Aim of the task: I need the number of lines in the listing below that include the string "eyebrow", and only that number.

● ● ● ● ●

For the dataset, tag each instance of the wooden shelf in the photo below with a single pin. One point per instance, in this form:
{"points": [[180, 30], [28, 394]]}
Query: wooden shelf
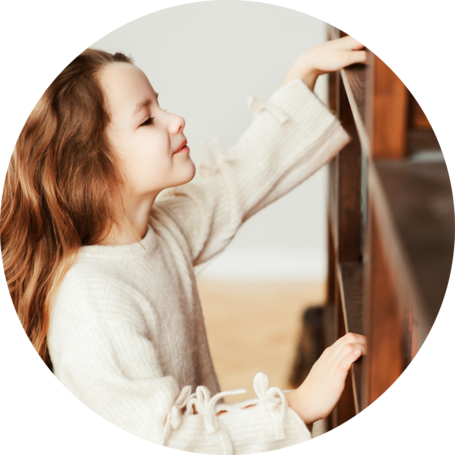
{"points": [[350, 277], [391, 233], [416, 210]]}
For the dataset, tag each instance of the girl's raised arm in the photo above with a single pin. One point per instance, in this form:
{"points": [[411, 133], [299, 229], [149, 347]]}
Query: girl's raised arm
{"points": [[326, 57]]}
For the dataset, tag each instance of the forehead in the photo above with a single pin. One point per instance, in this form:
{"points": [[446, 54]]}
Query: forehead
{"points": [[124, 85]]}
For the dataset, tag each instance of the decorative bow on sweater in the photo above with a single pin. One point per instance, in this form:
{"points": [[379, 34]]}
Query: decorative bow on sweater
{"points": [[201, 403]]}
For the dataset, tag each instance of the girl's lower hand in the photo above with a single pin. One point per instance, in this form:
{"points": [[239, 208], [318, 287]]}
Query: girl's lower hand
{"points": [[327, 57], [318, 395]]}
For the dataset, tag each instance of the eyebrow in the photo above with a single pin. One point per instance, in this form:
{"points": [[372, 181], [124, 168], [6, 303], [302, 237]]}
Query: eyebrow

● ● ● ● ●

Response box: 2